- **Required work**:
Every record must be copied exactly, except that pictures are dropped.

- **Records to process**:
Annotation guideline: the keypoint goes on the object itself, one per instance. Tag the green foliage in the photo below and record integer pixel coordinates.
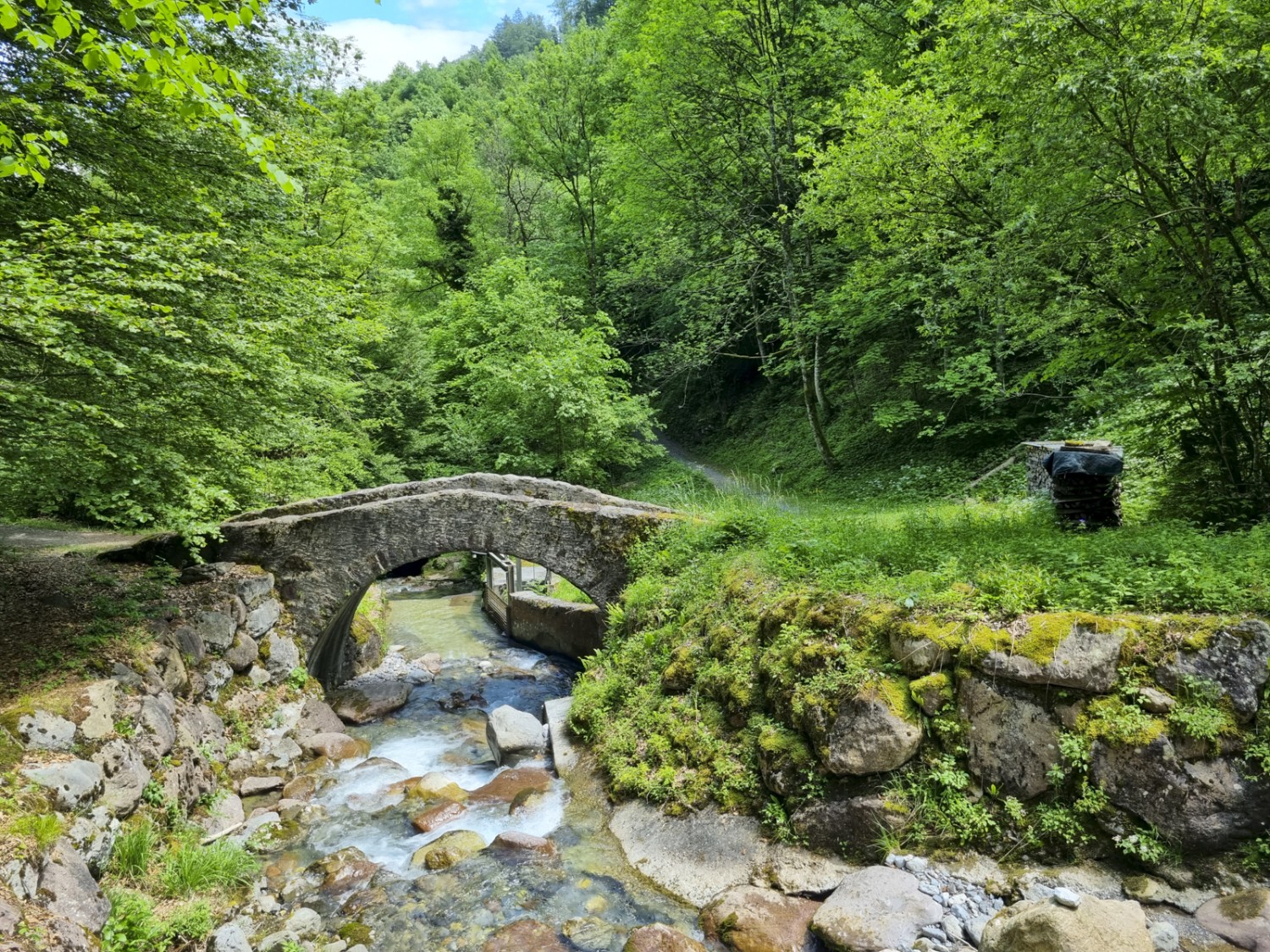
(135, 848)
(135, 926)
(41, 829)
(188, 867)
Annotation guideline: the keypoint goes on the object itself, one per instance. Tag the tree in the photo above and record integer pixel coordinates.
(530, 382)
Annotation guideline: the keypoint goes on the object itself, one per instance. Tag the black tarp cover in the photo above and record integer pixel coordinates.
(1074, 462)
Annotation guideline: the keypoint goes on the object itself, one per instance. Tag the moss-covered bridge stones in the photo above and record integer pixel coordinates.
(1165, 710)
(325, 553)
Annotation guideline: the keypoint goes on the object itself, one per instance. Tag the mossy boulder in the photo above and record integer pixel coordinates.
(449, 850)
(875, 731)
(1013, 741)
(1066, 649)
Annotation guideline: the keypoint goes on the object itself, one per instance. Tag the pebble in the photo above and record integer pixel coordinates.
(1067, 898)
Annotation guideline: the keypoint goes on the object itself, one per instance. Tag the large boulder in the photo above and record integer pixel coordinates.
(363, 702)
(873, 735)
(1203, 806)
(1046, 926)
(126, 776)
(525, 936)
(752, 919)
(1241, 918)
(447, 850)
(42, 730)
(1234, 660)
(846, 820)
(513, 734)
(693, 857)
(1013, 741)
(503, 789)
(94, 708)
(71, 782)
(660, 937)
(874, 909)
(1086, 660)
(68, 889)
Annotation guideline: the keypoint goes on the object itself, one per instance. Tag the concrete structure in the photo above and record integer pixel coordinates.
(325, 553)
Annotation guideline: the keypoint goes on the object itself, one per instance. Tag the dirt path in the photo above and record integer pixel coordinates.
(27, 537)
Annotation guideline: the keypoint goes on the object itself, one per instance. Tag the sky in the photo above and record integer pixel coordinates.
(413, 30)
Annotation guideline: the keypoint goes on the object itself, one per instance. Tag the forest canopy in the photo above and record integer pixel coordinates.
(838, 231)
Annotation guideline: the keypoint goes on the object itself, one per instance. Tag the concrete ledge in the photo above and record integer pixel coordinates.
(555, 626)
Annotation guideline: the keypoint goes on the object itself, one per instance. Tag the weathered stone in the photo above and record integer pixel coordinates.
(437, 817)
(306, 923)
(363, 702)
(512, 734)
(73, 782)
(505, 786)
(254, 588)
(589, 933)
(241, 654)
(190, 642)
(229, 938)
(1234, 660)
(9, 918)
(224, 814)
(345, 870)
(1096, 926)
(215, 629)
(169, 668)
(875, 909)
(523, 843)
(337, 746)
(754, 919)
(93, 837)
(525, 936)
(284, 654)
(340, 543)
(1201, 806)
(660, 938)
(94, 708)
(800, 872)
(46, 731)
(1013, 741)
(447, 850)
(868, 736)
(846, 822)
(693, 857)
(1155, 701)
(157, 731)
(68, 889)
(254, 786)
(555, 626)
(919, 657)
(124, 777)
(262, 619)
(318, 718)
(1241, 918)
(564, 754)
(1085, 659)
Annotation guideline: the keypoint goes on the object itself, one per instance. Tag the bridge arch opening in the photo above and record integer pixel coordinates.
(505, 581)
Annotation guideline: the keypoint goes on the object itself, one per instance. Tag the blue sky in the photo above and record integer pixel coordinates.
(414, 30)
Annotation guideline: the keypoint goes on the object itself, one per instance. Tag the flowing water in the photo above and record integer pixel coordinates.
(588, 891)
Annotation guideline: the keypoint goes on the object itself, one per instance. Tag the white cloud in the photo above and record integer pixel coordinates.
(385, 45)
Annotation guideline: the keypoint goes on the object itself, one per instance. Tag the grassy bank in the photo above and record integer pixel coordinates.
(747, 625)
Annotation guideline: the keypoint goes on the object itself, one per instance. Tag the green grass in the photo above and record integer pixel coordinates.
(190, 867)
(749, 621)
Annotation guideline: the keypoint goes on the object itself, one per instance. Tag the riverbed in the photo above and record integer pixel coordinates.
(587, 891)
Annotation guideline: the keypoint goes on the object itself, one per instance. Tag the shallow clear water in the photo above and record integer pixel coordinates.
(461, 906)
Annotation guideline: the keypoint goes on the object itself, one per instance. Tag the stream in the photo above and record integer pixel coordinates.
(587, 891)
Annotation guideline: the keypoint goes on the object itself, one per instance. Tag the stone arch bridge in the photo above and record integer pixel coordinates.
(325, 553)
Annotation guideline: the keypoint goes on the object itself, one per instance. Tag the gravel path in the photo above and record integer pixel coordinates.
(27, 537)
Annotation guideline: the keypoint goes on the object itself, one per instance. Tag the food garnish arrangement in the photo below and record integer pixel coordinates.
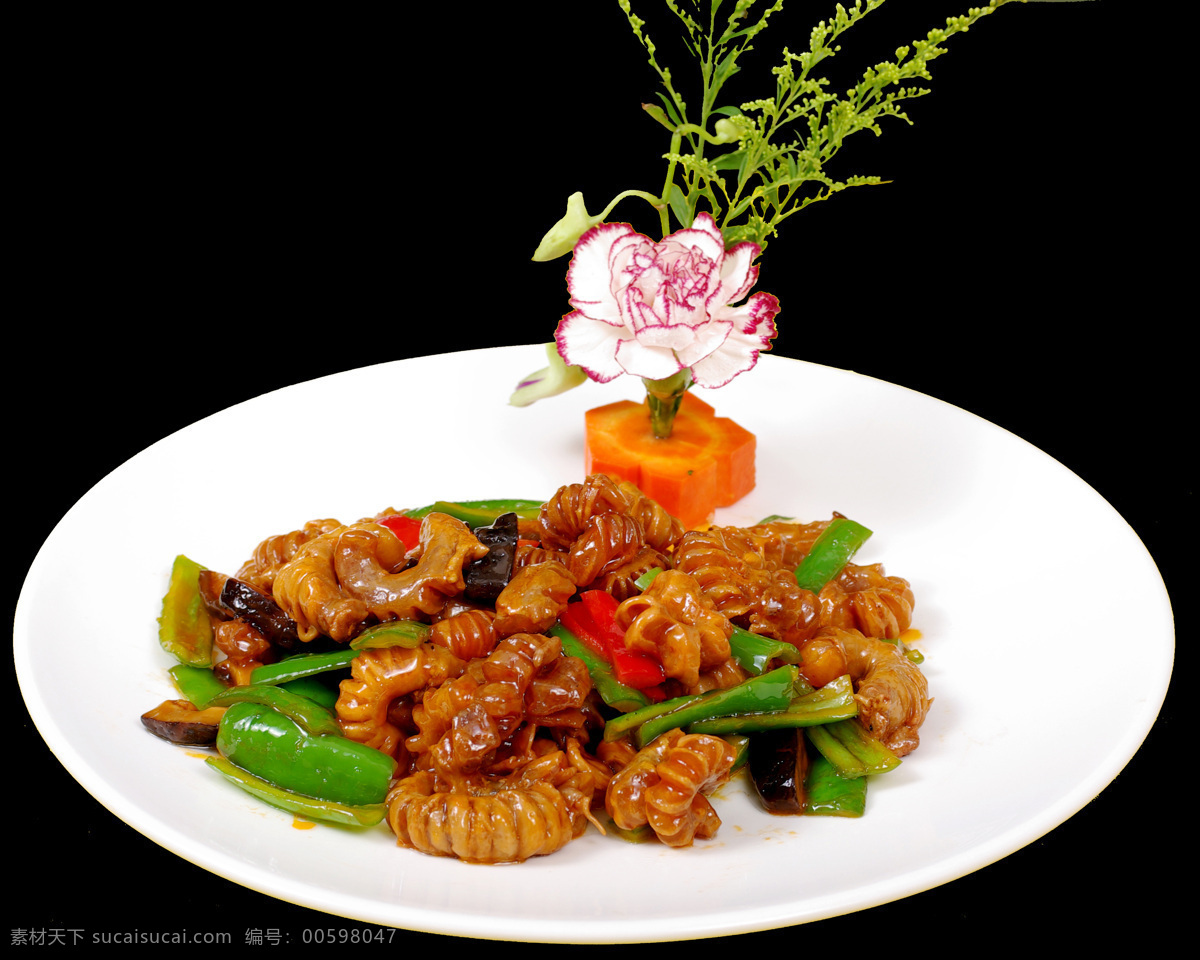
(491, 679)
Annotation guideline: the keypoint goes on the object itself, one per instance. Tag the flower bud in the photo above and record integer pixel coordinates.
(727, 131)
(562, 237)
(547, 382)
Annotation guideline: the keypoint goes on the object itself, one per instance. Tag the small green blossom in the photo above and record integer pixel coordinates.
(559, 240)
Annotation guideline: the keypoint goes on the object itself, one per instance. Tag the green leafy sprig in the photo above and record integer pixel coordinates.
(755, 163)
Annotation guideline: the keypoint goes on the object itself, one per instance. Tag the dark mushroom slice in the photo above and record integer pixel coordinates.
(487, 576)
(179, 721)
(778, 763)
(261, 611)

- **Solution to this task**:
Annotation guideline: the keypoint goes on the object itself, one per instance. Tag the green foliage in the photo below and record integer pixel coordinates.
(135, 848)
(135, 926)
(41, 829)
(188, 867)
Annotation guideline: the keypoint goes on the object itself, one per instance. Tag the tree in the photo above and record integer pixel coordinates.
(530, 382)
Annotation guideline: the keypoint goes on the object itself, one per instance. Tag the black tarp cover in the photo above and record integer pixel coordinates.
(1074, 462)
Annotation guideline: the keypoint goes on the object itself, one per instance. Tag the moss-covered bridge stones in the photo above and record integer pixel coordinates.
(1165, 710)
(325, 553)
Annotation guideline: the keypoint goes on the object itself, one per instance. Tag the mossy boulder in the photo above and record integer pixel coordinates.
(449, 850)
(875, 731)
(1013, 741)
(1066, 649)
Annotation guideline: the keypoint goes on the object itself, one per instance. Tag the pebble in the photo above and record integer pixel coordinates.
(1067, 898)
Annotation guideline: the keypoint goes on the object itself, one per instance. Tag the large boulder in the photo above and record integer pixel coordinates.
(363, 702)
(873, 735)
(1203, 806)
(1046, 926)
(126, 776)
(525, 936)
(752, 919)
(1241, 918)
(447, 850)
(42, 730)
(1234, 660)
(846, 820)
(513, 734)
(693, 857)
(1013, 741)
(503, 789)
(94, 708)
(71, 782)
(660, 937)
(874, 909)
(1086, 660)
(68, 889)
Annotation guideline: the keypoint goes on the object itself, one per instance. Tag the concrete structure in the photo above and record integer pixel coordinates.
(325, 553)
Annotation guideline: the keypoint goes on the object itself, one per instance. Tag the dirt path in the photo above and record integer pixel coordinates.
(27, 537)
Annotation guideline: the keypoint goes on the object itself, one per instance. Tag the sky in the photo above and record integer pixel coordinates.
(413, 30)
Annotation guideline: the keypoint goes on the object itself, one per instance. Tag the forest canopy in the photo above and record integer pixel coordinates.
(838, 231)
Annotation guideline: the keypoint goes on the object itself, one per instance. Tag the concrete ledge in the photo above and record integer pixel coordinates.
(555, 626)
Annotation guideline: the keypoint goes on the object itself, one per instance. Tag the weathered stone in the photo above and record integer pixel coordinates.
(437, 817)
(306, 923)
(363, 702)
(512, 734)
(73, 782)
(505, 786)
(254, 588)
(589, 933)
(241, 654)
(190, 642)
(229, 938)
(1234, 660)
(9, 918)
(224, 814)
(345, 870)
(1096, 926)
(215, 629)
(169, 668)
(875, 909)
(523, 843)
(337, 746)
(754, 919)
(93, 837)
(525, 936)
(284, 654)
(340, 543)
(1201, 806)
(660, 938)
(94, 708)
(800, 872)
(46, 731)
(1013, 741)
(447, 850)
(868, 736)
(846, 822)
(693, 857)
(1155, 701)
(157, 731)
(68, 889)
(254, 786)
(555, 626)
(919, 657)
(124, 777)
(262, 619)
(318, 718)
(1241, 918)
(564, 754)
(1085, 659)
Annotation guideline: the keypoint goes on the object itself, one per instance. Tag the bridge arch opening in the photo above and record integer pixel coordinates.
(505, 581)
Annotation guideline: the keypoint goes on the object itself, one per instance. Tag the blue sky in the photo above and record integer pixel coordinates.
(414, 30)
Annotation guideline: the keypoint goes on the object itself, one per instance. Tag the flowing water in the photo above and record integer pixel coordinates.
(588, 891)
Annotation guideline: the keypoint goes on the object itself, one per instance. Tag the white cloud in the photo above and record integer pixel coordinates.
(385, 45)
Annotation guideline: the keypoint goes on the object itself, one per instance. Tag the grassy bank in the photo above and record integer pixel coordinates.
(747, 625)
Annotation guideline: the keypoint goes on the object itself, one per instance. Tag the green grass in the photo above and record integer pixel coordinates.
(190, 867)
(749, 621)
Annotation guideline: the keypoint goes on the object itself, one per instance. Tag the riverbed in the photo above and record integer pixel coordinates.
(587, 891)
Annotation guideline: the keypoint goes on the object itself, one per instance. Tag the shallow clear water in the photo above and record integer pixel coordinates.
(461, 906)
Annotation guideline: the keypoint goes on the object itself, one per instance. Tag the stream in the photo above and record integer pixel coordinates.
(587, 891)
Annotation guideline: the keypoint goes on the object itself, one per instance. Tag the stone arch bridge in the photo above and record integer pixel coordinates.
(325, 553)
Annotation guideline: the keypoint goes on the object itself, one per instance. Tag the gravel path in the photo above and record integer pixel coordinates.
(27, 537)
Annotation guideline: the keypoint goes on the object itself, one per instance. Tag the food garnish arrangement in the photo below and record integer pixel coordinates.
(491, 679)
Annotation guideline: the keypoint goes on the object itself, one per instance. Tag the flower bud in the photo above and record integer pixel coordinates.
(727, 131)
(562, 237)
(547, 382)
Annotation guideline: the keypoint goes on the object itself, one per instance. Tag the small green blossom in the photo above and record integer pixel coordinates.
(559, 240)
Annotation guideline: the keypoint goes on the object itself, one per instance. Tag the green leafy sprig in the photo above and record integer pixel coordinates.
(755, 163)
Annotation guideline: the keypoint goes on the object itself, one per instance. Tag the dark mushroom slice in the photo above and record integer pixel coordinates.
(487, 576)
(179, 721)
(778, 763)
(261, 611)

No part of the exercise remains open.